[DATASET RECORDS — start]

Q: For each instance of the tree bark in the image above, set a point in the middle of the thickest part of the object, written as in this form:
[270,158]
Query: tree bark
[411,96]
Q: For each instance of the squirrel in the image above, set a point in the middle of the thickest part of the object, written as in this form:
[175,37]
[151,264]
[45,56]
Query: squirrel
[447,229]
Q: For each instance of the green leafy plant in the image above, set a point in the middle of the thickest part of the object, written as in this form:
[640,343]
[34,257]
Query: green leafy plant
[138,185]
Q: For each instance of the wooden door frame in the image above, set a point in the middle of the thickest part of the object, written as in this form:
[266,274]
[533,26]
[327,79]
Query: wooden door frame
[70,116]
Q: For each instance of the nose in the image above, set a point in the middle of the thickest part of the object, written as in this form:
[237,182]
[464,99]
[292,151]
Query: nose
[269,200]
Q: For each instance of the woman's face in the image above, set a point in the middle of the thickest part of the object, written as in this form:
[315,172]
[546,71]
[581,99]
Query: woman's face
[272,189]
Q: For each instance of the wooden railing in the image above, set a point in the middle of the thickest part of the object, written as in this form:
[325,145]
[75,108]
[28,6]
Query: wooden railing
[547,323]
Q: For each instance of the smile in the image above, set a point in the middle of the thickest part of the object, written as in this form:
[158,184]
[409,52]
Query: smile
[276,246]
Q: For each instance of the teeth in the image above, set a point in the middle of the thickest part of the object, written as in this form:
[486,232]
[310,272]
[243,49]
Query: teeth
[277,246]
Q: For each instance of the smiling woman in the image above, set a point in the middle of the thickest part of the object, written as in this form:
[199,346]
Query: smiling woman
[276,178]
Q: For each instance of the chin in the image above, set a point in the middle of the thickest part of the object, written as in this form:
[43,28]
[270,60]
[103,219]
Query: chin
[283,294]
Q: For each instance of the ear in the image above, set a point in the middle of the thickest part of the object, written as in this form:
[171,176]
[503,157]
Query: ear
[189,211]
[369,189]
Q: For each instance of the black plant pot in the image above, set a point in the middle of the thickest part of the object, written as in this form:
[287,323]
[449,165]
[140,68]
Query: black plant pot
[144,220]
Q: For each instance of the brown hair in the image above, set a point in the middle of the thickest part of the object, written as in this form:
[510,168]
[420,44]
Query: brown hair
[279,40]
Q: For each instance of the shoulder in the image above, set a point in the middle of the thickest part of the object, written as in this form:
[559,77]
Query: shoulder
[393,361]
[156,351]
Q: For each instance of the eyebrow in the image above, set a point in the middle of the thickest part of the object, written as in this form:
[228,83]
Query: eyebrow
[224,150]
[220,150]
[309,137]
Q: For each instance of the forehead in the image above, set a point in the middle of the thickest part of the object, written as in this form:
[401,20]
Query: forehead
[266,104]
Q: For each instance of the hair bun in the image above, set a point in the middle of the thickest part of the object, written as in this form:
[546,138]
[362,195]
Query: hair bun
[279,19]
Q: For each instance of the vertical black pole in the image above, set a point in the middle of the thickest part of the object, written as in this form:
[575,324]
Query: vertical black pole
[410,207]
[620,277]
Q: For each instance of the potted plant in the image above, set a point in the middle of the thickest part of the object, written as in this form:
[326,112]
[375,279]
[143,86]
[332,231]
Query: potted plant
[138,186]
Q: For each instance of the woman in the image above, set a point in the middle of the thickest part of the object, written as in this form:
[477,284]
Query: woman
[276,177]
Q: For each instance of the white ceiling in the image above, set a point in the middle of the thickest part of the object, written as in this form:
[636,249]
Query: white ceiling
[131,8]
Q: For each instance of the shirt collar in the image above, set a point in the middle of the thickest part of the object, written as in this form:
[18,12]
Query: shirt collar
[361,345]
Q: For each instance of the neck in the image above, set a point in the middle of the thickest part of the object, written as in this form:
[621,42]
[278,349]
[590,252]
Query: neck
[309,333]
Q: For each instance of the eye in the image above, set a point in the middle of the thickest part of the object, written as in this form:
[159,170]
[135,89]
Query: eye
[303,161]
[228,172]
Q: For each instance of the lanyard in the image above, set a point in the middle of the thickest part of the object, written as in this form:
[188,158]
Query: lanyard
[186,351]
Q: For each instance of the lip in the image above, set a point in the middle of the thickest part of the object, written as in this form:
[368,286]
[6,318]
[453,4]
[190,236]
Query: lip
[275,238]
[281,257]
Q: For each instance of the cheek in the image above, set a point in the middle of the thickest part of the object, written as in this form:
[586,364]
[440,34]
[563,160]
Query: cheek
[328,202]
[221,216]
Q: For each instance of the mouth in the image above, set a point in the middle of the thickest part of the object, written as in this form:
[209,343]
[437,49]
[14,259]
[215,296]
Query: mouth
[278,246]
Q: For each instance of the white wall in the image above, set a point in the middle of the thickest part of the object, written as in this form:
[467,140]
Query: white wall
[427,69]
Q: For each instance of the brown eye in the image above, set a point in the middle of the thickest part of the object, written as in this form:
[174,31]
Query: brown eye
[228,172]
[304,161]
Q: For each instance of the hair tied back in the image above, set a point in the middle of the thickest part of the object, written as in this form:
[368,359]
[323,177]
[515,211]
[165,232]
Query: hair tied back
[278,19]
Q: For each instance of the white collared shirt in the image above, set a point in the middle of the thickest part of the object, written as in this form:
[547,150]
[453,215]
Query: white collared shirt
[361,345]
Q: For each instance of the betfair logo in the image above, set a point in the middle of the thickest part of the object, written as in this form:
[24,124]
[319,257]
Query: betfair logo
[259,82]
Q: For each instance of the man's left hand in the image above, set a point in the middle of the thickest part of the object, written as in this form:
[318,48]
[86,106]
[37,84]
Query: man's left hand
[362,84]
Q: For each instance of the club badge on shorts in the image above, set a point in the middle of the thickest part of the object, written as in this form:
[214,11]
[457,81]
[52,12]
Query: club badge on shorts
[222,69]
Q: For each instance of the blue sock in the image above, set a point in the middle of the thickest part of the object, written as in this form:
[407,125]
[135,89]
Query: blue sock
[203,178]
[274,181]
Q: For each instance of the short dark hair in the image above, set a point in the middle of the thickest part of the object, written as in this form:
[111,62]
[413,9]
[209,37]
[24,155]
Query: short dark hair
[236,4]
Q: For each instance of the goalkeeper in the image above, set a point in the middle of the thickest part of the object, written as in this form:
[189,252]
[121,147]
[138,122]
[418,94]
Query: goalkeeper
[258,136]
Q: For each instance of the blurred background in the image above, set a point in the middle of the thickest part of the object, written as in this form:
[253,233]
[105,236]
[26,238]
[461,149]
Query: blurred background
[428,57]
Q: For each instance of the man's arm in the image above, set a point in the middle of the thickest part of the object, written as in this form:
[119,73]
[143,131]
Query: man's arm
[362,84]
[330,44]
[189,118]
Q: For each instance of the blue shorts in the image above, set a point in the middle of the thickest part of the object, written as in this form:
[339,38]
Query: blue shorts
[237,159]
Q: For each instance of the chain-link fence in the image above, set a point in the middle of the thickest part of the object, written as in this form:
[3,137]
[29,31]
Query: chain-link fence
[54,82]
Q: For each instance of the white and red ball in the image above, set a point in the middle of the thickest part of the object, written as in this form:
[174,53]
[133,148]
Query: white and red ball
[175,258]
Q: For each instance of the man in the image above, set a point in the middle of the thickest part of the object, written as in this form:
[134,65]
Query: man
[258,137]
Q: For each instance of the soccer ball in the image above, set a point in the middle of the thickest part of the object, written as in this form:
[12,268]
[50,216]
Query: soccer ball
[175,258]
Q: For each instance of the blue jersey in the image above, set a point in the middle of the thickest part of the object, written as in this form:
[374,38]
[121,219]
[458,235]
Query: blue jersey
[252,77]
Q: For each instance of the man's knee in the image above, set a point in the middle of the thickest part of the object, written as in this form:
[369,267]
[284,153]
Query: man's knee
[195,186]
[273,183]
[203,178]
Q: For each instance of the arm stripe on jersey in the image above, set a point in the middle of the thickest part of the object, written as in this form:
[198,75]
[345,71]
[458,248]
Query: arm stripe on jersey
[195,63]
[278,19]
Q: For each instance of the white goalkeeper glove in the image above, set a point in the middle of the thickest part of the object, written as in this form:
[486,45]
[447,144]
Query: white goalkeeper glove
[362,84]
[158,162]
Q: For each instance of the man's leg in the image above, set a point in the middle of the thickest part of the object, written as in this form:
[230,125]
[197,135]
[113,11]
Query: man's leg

[DATASET RECORDS — finish]

● **DESCRIPTION OF THE TASK**
From the line with "Query: blue jersey" to the last line of the material, give every line again exactly, and only those lines.

● **TASK ANSWER**
Query: blue jersey
[252,77]
Q: For each instance of the man's knee in the image above, set a point in the middle of the thickest part of the object, written as in this form:
[369,267]
[284,153]
Query: man's knee
[195,186]
[273,183]
[203,178]
Q: For each instance of the arm stripe on jersey in the image above, set a point in the middle of the thickest part of the object, written as in this form:
[198,75]
[345,71]
[458,248]
Query: arm stripe on jersey
[195,63]
[278,19]
Q: For each instance of the white goalkeeper glove in the image above, set a point in the middle of the thickest part of the object, written as in this form:
[486,45]
[447,144]
Query: white goalkeeper glove
[362,84]
[158,162]
Q: For each instance of the man's leg in the image above, set a point in the middle of the thickest part of the object, written as in this form:
[230,125]
[197,135]
[113,11]
Query: man's leg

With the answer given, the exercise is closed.